### Provided data
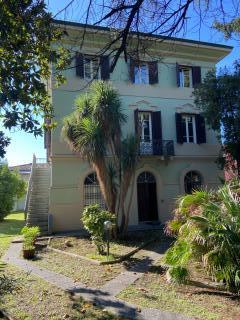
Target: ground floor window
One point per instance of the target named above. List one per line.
(92, 192)
(192, 181)
(147, 197)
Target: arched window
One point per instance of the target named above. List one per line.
(146, 177)
(92, 192)
(192, 181)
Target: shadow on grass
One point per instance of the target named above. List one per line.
(11, 226)
(102, 299)
(219, 293)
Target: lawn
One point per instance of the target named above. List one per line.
(32, 298)
(9, 228)
(200, 299)
(118, 248)
(80, 270)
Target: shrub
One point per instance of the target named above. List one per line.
(178, 274)
(93, 219)
(31, 232)
(30, 235)
(208, 230)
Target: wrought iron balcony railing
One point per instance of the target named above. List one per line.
(156, 147)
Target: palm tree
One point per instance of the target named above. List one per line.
(94, 130)
(207, 227)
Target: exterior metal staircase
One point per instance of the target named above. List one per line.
(37, 200)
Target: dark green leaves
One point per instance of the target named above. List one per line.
(26, 37)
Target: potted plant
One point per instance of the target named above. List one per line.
(30, 235)
(28, 251)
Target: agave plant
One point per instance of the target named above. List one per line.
(208, 230)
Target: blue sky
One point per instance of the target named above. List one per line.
(23, 145)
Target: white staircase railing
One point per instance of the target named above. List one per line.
(30, 183)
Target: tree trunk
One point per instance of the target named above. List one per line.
(105, 186)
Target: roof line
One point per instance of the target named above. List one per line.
(143, 34)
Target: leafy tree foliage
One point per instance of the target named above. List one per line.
(219, 99)
(94, 130)
(229, 29)
(127, 19)
(26, 35)
(93, 219)
(207, 229)
(11, 186)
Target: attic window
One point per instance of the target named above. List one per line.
(91, 67)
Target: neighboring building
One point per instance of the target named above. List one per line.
(24, 170)
(177, 151)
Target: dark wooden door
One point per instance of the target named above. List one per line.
(147, 197)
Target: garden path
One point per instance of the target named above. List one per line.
(105, 296)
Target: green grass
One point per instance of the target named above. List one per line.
(9, 228)
(198, 299)
(32, 297)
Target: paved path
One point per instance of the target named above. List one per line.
(105, 296)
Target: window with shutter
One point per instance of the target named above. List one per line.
(143, 72)
(153, 72)
(190, 128)
(200, 129)
(188, 77)
(104, 63)
(88, 67)
(179, 129)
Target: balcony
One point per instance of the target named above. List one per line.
(156, 147)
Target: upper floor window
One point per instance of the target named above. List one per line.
(145, 121)
(91, 68)
(189, 128)
(141, 73)
(185, 77)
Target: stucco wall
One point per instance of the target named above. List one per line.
(69, 171)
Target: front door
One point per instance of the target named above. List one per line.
(146, 145)
(147, 197)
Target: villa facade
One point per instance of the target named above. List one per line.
(177, 149)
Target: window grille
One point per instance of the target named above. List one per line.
(92, 191)
(192, 181)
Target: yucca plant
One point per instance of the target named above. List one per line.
(94, 130)
(208, 230)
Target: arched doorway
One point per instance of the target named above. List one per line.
(192, 181)
(147, 197)
(92, 192)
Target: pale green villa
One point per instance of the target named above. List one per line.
(177, 150)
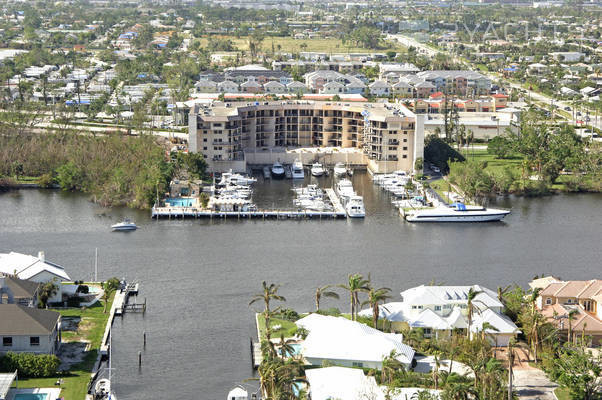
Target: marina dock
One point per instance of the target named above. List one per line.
(191, 212)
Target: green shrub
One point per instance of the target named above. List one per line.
(30, 365)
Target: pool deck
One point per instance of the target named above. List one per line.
(52, 393)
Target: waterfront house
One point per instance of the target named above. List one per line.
(559, 298)
(29, 330)
(438, 310)
(18, 291)
(350, 343)
(34, 269)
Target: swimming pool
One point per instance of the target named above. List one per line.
(31, 396)
(295, 349)
(181, 202)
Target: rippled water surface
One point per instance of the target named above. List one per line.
(198, 276)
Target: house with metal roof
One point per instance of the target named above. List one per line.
(29, 330)
(34, 269)
(439, 310)
(350, 343)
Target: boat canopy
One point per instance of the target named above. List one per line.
(459, 206)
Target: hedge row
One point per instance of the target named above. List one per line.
(30, 365)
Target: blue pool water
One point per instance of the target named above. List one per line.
(296, 349)
(180, 202)
(31, 396)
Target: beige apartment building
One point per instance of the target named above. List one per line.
(385, 137)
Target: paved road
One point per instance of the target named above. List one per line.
(550, 102)
(533, 384)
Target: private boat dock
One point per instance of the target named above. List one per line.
(120, 305)
(191, 212)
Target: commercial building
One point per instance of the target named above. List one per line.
(387, 137)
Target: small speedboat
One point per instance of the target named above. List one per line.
(317, 169)
(297, 170)
(238, 393)
(277, 170)
(339, 169)
(125, 225)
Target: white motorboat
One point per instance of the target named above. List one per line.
(344, 189)
(297, 170)
(457, 212)
(339, 169)
(238, 393)
(277, 170)
(230, 178)
(125, 225)
(317, 169)
(355, 207)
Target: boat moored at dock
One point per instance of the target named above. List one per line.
(456, 212)
(125, 225)
(317, 169)
(297, 170)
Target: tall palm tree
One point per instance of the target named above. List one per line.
(269, 293)
(570, 317)
(472, 294)
(324, 291)
(375, 297)
(356, 284)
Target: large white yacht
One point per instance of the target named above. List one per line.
(230, 178)
(297, 170)
(339, 169)
(355, 207)
(317, 169)
(456, 212)
(277, 170)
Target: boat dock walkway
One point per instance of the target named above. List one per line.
(120, 305)
(336, 202)
(191, 212)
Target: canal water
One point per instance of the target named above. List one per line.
(198, 276)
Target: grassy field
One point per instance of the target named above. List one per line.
(289, 44)
(91, 328)
(287, 328)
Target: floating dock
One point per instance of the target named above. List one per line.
(191, 212)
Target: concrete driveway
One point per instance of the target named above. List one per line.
(533, 384)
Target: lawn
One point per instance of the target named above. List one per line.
(289, 44)
(91, 328)
(287, 328)
(493, 164)
(562, 393)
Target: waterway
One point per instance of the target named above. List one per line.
(198, 276)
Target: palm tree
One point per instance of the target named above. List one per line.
(356, 284)
(269, 293)
(324, 292)
(570, 317)
(472, 294)
(375, 297)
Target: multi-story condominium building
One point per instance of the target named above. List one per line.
(388, 136)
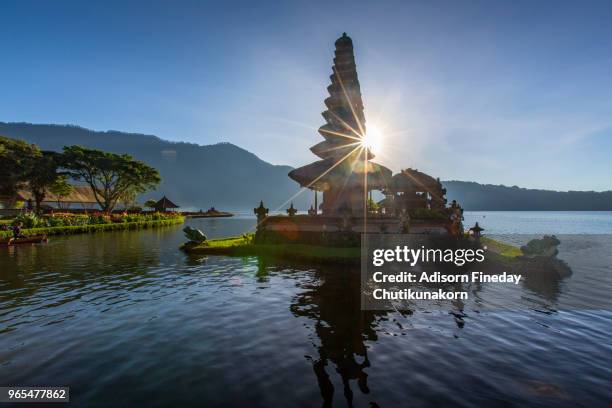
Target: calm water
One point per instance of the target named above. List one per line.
(125, 319)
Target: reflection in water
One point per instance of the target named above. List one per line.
(332, 301)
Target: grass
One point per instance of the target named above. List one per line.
(84, 229)
(238, 246)
(498, 251)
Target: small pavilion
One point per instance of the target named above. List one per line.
(164, 204)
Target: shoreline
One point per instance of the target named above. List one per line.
(92, 228)
(239, 246)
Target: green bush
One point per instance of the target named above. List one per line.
(28, 220)
(77, 229)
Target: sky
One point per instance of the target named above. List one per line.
(514, 93)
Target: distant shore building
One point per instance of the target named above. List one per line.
(164, 204)
(81, 197)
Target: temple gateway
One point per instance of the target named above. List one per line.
(346, 176)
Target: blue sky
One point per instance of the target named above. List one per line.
(515, 93)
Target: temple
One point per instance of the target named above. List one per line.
(346, 176)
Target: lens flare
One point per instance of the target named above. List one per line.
(372, 139)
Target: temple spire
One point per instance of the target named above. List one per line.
(344, 117)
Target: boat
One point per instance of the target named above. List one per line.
(34, 239)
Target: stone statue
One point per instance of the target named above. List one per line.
(194, 235)
(291, 211)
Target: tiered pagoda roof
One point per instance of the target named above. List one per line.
(345, 159)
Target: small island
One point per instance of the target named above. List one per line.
(348, 180)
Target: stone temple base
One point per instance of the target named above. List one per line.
(341, 231)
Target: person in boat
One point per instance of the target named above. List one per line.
(17, 231)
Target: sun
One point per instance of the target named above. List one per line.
(372, 139)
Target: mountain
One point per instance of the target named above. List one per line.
(228, 177)
(475, 197)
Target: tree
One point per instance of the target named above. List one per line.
(150, 204)
(61, 188)
(16, 159)
(42, 174)
(109, 175)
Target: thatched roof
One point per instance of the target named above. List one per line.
(344, 174)
(78, 195)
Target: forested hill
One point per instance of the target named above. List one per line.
(229, 177)
(221, 175)
(474, 196)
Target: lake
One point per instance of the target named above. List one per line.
(126, 319)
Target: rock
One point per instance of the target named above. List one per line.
(194, 235)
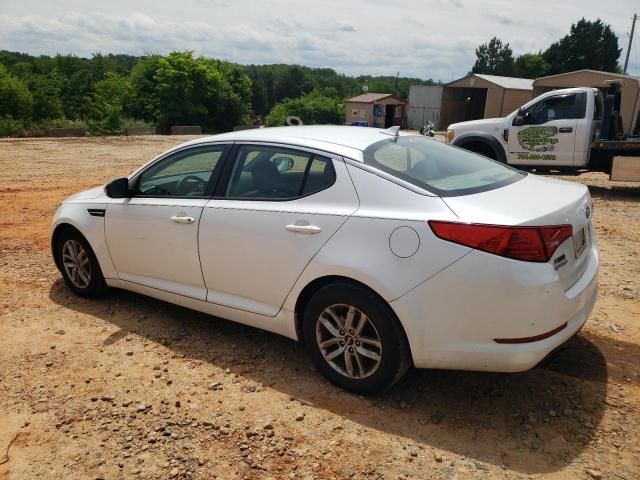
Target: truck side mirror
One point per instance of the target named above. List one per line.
(520, 118)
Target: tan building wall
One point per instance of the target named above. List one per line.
(514, 99)
(589, 78)
(365, 111)
(499, 102)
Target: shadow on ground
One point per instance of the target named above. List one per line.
(532, 422)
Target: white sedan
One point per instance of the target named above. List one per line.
(376, 250)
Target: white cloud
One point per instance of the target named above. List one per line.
(435, 38)
(346, 26)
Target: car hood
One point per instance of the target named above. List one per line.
(90, 194)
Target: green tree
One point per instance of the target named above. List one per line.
(187, 91)
(15, 99)
(143, 81)
(530, 65)
(312, 108)
(46, 91)
(494, 58)
(591, 45)
(107, 106)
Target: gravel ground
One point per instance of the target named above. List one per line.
(131, 387)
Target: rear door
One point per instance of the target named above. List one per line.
(549, 133)
(276, 208)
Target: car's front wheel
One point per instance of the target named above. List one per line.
(355, 339)
(78, 265)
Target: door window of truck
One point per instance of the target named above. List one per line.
(561, 107)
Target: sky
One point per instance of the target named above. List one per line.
(426, 38)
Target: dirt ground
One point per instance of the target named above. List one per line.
(131, 387)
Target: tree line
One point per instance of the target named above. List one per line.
(107, 93)
(589, 44)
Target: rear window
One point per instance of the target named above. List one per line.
(438, 168)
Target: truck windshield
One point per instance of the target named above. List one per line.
(598, 107)
(438, 168)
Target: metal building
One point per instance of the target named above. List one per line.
(381, 110)
(424, 105)
(479, 96)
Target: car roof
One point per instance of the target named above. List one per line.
(340, 139)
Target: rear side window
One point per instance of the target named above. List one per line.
(438, 168)
(265, 172)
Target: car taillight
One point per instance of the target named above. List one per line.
(530, 244)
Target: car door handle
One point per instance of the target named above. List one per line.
(182, 219)
(303, 228)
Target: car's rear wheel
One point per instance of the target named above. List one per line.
(78, 265)
(355, 339)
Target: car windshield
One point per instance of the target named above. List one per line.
(438, 168)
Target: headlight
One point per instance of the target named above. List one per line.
(450, 136)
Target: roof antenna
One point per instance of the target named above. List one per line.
(392, 132)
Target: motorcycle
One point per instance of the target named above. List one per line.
(428, 129)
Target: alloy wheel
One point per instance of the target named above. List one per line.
(76, 263)
(348, 341)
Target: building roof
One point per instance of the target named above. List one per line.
(508, 82)
(512, 83)
(374, 97)
(587, 70)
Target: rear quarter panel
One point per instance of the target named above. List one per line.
(360, 249)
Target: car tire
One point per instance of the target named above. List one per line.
(355, 339)
(78, 264)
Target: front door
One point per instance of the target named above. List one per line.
(278, 208)
(153, 236)
(548, 135)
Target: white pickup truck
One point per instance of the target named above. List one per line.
(569, 129)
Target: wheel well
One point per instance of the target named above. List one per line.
(308, 292)
(56, 235)
(480, 147)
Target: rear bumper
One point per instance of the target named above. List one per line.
(452, 319)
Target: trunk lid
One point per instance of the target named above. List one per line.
(537, 201)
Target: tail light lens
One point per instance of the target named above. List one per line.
(529, 244)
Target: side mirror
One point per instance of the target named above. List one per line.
(118, 188)
(283, 164)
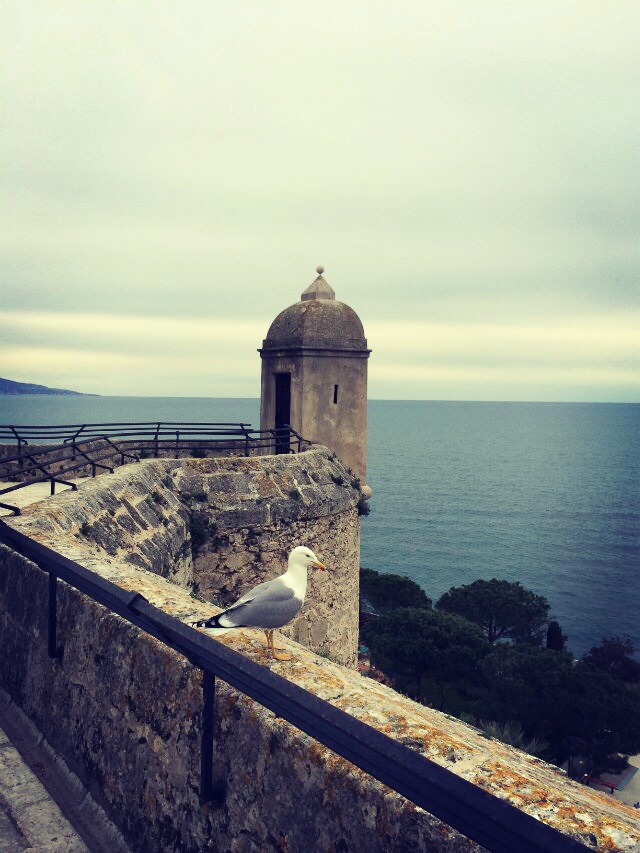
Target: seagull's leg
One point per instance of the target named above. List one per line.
(269, 636)
(271, 648)
(279, 655)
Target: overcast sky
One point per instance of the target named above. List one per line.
(468, 173)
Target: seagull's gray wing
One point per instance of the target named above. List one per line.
(268, 605)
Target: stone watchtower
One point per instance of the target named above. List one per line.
(314, 374)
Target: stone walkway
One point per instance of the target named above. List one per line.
(34, 493)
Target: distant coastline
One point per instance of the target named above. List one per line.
(9, 387)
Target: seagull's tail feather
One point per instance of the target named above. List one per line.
(212, 624)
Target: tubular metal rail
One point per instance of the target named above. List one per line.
(482, 817)
(52, 452)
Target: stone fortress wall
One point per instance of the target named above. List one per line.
(124, 711)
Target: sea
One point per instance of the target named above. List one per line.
(547, 494)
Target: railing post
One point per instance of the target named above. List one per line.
(209, 791)
(55, 651)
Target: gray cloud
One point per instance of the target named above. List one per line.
(447, 164)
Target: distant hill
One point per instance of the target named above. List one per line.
(7, 386)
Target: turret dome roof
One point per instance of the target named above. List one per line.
(317, 321)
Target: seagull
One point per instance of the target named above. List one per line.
(271, 604)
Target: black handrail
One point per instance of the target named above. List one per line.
(482, 817)
(34, 464)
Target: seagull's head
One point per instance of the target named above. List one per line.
(303, 556)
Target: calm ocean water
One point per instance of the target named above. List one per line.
(546, 494)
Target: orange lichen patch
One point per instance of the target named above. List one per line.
(265, 487)
(583, 813)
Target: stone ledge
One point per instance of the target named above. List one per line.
(538, 788)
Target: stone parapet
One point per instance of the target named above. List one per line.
(124, 711)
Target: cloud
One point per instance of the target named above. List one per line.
(449, 164)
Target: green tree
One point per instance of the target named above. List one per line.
(615, 656)
(502, 609)
(387, 591)
(554, 698)
(425, 652)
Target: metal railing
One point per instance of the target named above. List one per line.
(482, 817)
(52, 452)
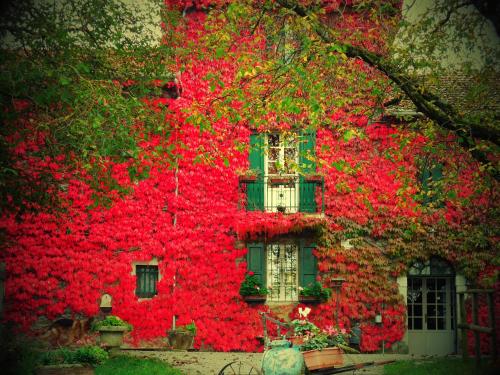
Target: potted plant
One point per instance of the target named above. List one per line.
(111, 330)
(314, 293)
(252, 290)
(281, 180)
(313, 177)
(182, 337)
(248, 175)
(324, 349)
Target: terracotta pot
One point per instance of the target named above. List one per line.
(247, 178)
(323, 359)
(308, 299)
(281, 181)
(255, 299)
(313, 178)
(180, 340)
(297, 340)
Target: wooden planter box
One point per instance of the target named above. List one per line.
(112, 336)
(323, 359)
(276, 181)
(247, 179)
(255, 299)
(180, 339)
(314, 178)
(308, 299)
(65, 370)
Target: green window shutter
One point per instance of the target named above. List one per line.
(256, 261)
(255, 190)
(307, 190)
(308, 264)
(147, 278)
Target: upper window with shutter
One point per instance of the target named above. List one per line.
(282, 160)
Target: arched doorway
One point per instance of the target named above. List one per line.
(431, 308)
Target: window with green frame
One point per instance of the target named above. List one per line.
(147, 278)
(306, 148)
(260, 262)
(431, 175)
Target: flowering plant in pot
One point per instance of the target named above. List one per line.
(252, 290)
(247, 175)
(111, 330)
(314, 293)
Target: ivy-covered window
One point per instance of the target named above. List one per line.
(282, 160)
(147, 278)
(282, 267)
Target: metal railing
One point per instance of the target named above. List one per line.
(282, 193)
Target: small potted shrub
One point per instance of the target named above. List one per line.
(252, 290)
(248, 175)
(111, 330)
(314, 293)
(182, 337)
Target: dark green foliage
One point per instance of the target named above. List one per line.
(316, 290)
(18, 354)
(123, 365)
(112, 321)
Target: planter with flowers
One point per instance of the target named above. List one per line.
(314, 293)
(111, 330)
(252, 290)
(322, 349)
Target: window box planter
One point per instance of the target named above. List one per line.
(180, 339)
(316, 178)
(308, 299)
(323, 359)
(112, 336)
(255, 298)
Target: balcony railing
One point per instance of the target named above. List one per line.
(286, 194)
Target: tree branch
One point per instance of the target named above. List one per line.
(426, 102)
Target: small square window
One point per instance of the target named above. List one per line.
(147, 278)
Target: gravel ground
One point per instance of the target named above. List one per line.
(209, 363)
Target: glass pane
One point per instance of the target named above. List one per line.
(431, 323)
(272, 168)
(274, 140)
(431, 297)
(417, 323)
(431, 310)
(441, 324)
(441, 310)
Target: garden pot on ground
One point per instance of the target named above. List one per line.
(308, 299)
(180, 339)
(112, 336)
(323, 359)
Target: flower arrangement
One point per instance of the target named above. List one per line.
(318, 339)
(247, 174)
(317, 291)
(252, 286)
(111, 321)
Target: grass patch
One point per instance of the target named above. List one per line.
######
Only the lines from the top of the material through the line containing "Target: shadow on grass" should be written out, exactly and without pictures.

Target: ground floor window
One point per instance of the target named above. List one per line.
(92, 192)
(192, 181)
(147, 197)
Target: arched window
One point per instance of the target named above. List one per line.
(146, 177)
(92, 192)
(192, 181)
Target: shadow on grass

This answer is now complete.